AIM -
Rewrite the listing below with every "reflection" changed to "mirror image" and nothing else altered. Leave the pictures out of your answer.

** START OF RECORDS SUPPLIED **

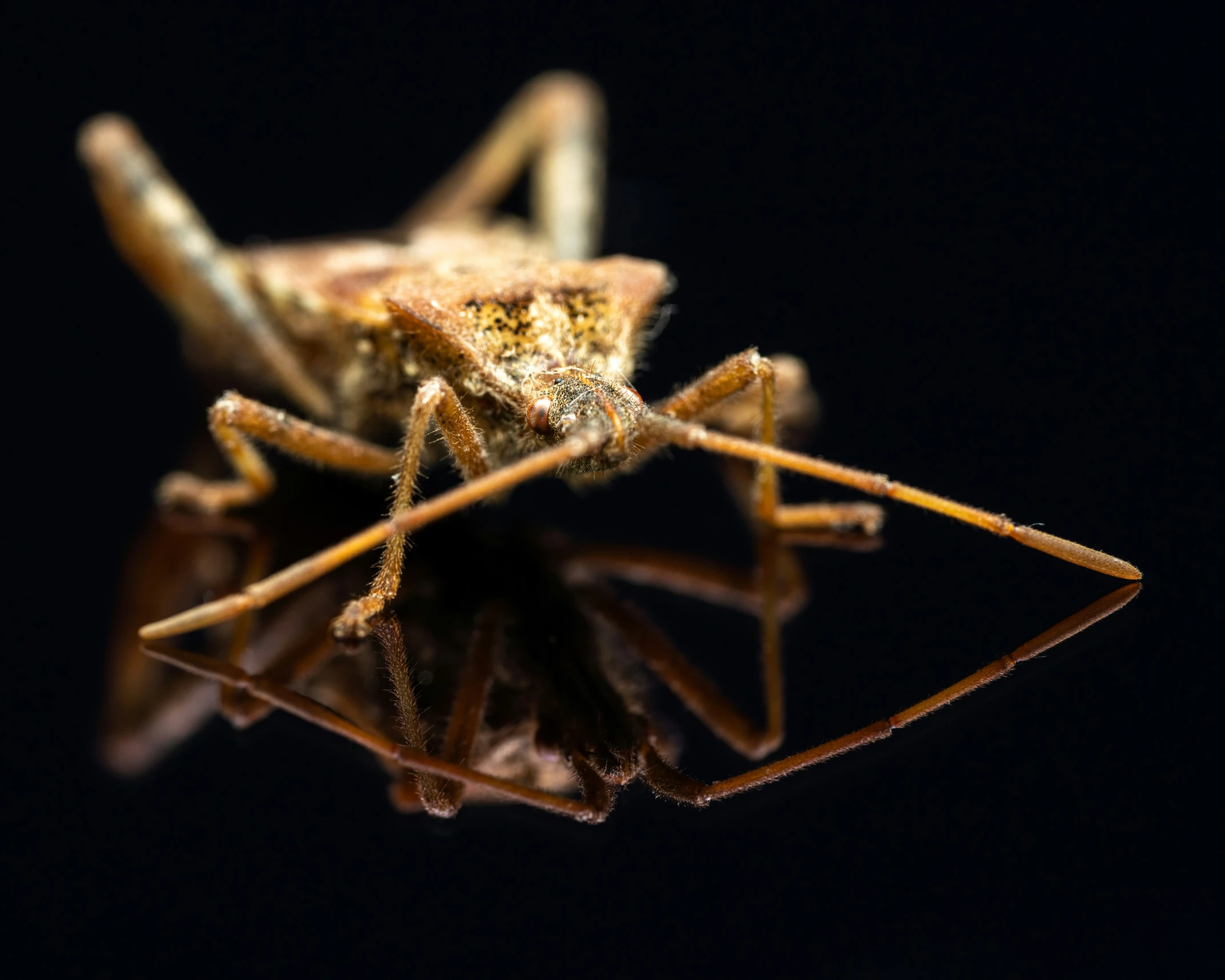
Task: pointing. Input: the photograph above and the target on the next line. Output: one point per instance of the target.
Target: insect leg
(740, 396)
(435, 400)
(320, 564)
(402, 755)
(234, 421)
(690, 437)
(666, 781)
(167, 241)
(557, 124)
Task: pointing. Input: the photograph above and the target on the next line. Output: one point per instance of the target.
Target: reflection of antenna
(550, 643)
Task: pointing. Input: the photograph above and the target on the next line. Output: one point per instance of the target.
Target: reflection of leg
(668, 782)
(234, 422)
(555, 124)
(435, 400)
(686, 575)
(441, 798)
(691, 686)
(164, 239)
(309, 570)
(468, 709)
(402, 755)
(391, 639)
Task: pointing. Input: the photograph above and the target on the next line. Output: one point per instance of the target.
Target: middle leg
(726, 396)
(435, 400)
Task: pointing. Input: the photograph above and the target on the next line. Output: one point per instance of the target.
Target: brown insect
(509, 338)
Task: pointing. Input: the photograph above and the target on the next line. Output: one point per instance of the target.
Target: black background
(996, 239)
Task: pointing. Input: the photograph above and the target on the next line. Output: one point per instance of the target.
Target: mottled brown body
(483, 308)
(517, 346)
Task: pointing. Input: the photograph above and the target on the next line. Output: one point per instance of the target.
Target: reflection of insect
(517, 688)
(518, 348)
(513, 341)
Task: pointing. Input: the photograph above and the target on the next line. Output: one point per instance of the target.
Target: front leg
(162, 236)
(234, 422)
(750, 395)
(435, 400)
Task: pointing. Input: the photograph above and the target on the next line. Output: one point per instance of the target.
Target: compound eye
(538, 414)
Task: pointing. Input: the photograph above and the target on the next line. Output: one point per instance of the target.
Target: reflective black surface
(996, 241)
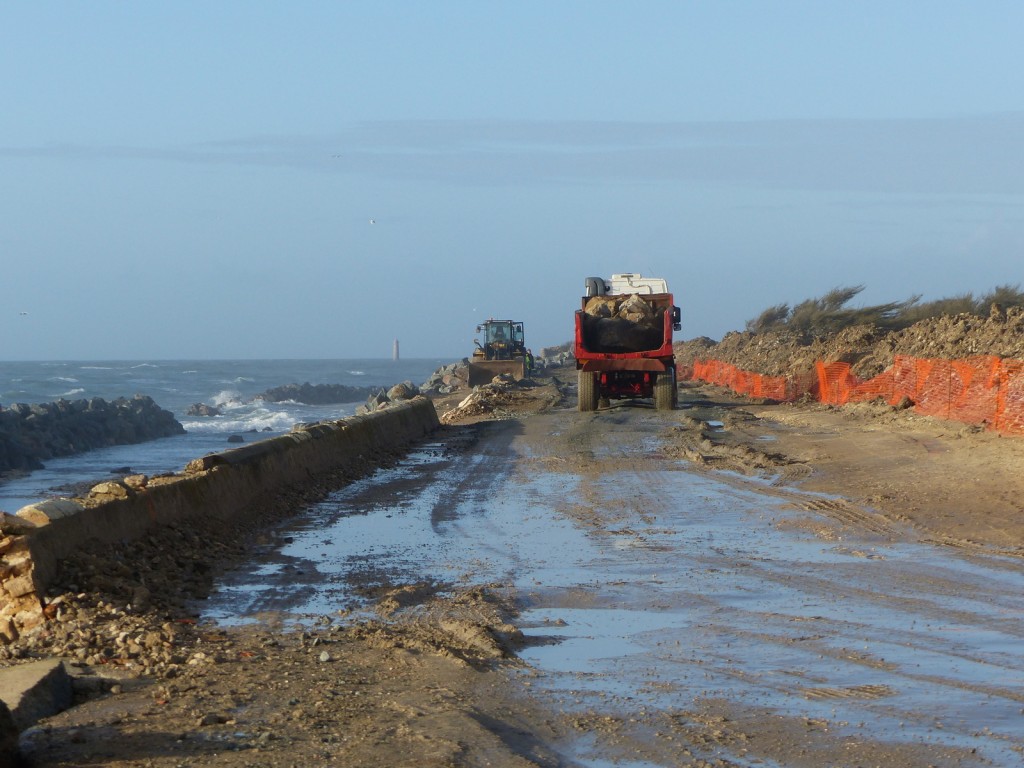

** END OF RECORDS SUPPLIED **

ANSWER IN FULL -
Task: pointing. Input: the photograph above and the target on the next line. Output: one point per instance of the target.
Target: insect leg
(740, 396)
(435, 400)
(320, 564)
(402, 755)
(234, 421)
(690, 437)
(666, 781)
(167, 241)
(557, 124)
Task: pointing. Input: the photograph above and the target on the next line. Output: one point per instance of the target.
Target: mirror image of antenna
(550, 643)
Task: pointing. Input: the photograph above and the target on the next line. Output: one point per instance of the target.
Target: mirror image of leg
(668, 782)
(234, 422)
(555, 124)
(435, 400)
(686, 575)
(441, 798)
(691, 686)
(164, 239)
(309, 570)
(468, 709)
(402, 755)
(391, 639)
Task: pointing. Input: the photograph above and the target on the next line. Output: one point per instance of the target.
Target: middle leg
(726, 396)
(435, 400)
Task: pointing. Input: the photograph above and the target on the next line. Output: one point per instance of the target.
Target: brown insect
(509, 338)
Task: pointing. Input: the photograph above and the target on the next line. Output: one point per instance of the target.
Target: black background
(996, 239)
Task: pointing. Input: the photograph above and the target on the next line. Output: one point per instance of the target.
Target: mottled brown body
(483, 308)
(517, 346)
Task: pointing. Input: the photograph above and the target on the next line. Output: one point per instance of the target.
Target: mirror image of insect
(517, 688)
(518, 348)
(513, 341)
Task: pointing. Input: the photograph above and the target on the next line. Output: one point per instance of the target.
Target: front leg
(162, 236)
(234, 422)
(750, 395)
(435, 400)
Task: pointing. Input: the photograph above and the target on the next line. Output: one point per instance of the target.
Target: compound eye
(538, 414)
Task: pointing. Input: the photograph above and the target on the next line. Output: one point per instance of the target.
Target: reflective black surface
(996, 241)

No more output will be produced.